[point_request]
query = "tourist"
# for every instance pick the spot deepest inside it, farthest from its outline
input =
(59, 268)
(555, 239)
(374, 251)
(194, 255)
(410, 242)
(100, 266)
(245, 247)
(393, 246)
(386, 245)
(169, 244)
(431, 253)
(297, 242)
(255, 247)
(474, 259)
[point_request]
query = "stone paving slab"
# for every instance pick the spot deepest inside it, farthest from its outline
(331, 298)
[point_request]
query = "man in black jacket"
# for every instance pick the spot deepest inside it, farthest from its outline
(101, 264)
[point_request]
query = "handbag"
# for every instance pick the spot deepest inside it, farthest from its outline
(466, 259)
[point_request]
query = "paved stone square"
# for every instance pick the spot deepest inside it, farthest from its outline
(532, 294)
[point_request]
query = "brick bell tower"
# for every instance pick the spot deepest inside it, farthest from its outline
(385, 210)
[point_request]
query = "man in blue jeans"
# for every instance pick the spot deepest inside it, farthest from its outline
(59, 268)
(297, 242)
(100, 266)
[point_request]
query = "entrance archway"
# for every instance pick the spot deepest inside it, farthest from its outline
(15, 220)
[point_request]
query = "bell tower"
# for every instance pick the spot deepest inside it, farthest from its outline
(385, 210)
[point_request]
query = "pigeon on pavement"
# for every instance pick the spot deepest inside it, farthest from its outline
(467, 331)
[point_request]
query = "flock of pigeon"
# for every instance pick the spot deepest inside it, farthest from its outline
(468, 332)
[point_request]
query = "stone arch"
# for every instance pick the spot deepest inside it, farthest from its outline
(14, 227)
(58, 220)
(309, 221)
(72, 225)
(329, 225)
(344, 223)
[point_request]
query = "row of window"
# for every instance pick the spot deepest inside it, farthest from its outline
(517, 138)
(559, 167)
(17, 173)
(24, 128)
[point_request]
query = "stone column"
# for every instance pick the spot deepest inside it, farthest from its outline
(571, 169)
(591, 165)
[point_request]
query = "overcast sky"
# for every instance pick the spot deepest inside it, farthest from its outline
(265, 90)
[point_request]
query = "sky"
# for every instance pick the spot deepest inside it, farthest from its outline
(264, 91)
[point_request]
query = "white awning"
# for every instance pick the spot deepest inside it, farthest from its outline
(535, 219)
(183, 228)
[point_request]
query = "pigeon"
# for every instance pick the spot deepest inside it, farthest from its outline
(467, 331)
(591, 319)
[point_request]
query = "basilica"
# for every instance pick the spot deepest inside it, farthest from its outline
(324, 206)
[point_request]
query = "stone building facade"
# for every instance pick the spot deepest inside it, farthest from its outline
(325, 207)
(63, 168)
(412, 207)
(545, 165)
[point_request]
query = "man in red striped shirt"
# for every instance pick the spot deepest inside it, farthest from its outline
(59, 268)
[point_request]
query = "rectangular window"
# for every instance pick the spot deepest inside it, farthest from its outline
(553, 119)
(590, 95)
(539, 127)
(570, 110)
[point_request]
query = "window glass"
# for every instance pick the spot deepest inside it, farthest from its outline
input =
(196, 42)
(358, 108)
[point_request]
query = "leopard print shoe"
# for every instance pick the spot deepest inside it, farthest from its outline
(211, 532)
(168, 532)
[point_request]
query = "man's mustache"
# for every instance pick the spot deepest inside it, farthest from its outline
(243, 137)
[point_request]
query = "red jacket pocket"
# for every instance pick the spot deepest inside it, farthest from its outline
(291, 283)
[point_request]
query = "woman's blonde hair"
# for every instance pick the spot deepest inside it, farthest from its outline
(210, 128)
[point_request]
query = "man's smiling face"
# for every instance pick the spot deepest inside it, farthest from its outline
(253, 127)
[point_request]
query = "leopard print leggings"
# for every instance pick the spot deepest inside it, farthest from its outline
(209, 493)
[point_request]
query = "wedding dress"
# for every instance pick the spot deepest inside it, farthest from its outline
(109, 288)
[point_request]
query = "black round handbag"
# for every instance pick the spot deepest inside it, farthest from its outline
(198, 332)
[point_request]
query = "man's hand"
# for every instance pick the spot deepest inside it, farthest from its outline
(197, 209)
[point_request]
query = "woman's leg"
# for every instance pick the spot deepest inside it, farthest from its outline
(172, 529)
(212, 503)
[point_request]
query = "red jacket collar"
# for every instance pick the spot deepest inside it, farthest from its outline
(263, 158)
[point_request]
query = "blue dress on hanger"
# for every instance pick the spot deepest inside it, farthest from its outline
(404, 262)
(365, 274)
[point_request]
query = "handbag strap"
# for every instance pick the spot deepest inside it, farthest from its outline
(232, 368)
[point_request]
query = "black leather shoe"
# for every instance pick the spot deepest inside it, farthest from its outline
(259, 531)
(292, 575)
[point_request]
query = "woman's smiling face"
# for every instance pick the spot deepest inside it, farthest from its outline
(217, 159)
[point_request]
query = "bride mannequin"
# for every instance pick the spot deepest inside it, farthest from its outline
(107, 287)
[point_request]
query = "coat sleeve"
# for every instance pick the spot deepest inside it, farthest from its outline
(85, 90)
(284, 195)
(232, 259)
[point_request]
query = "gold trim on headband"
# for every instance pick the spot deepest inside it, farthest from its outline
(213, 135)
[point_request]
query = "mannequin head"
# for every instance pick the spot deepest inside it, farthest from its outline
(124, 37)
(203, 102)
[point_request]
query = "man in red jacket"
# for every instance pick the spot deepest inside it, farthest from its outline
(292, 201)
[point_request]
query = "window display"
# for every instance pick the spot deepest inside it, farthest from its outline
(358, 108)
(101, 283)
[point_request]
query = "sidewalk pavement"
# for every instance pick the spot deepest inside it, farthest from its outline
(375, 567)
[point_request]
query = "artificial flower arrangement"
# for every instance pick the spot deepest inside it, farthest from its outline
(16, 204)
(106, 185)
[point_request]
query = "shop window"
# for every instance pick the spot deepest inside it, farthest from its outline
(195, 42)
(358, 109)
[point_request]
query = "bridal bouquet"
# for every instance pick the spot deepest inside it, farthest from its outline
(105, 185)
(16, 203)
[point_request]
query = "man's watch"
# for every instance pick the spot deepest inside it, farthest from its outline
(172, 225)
·····
◆ Directions for this task ◆
Show each line of the material where the word "handbag" occurs.

◆ Written response ◆
query = "handbag"
query = "black round handbag"
query = "handbag strap"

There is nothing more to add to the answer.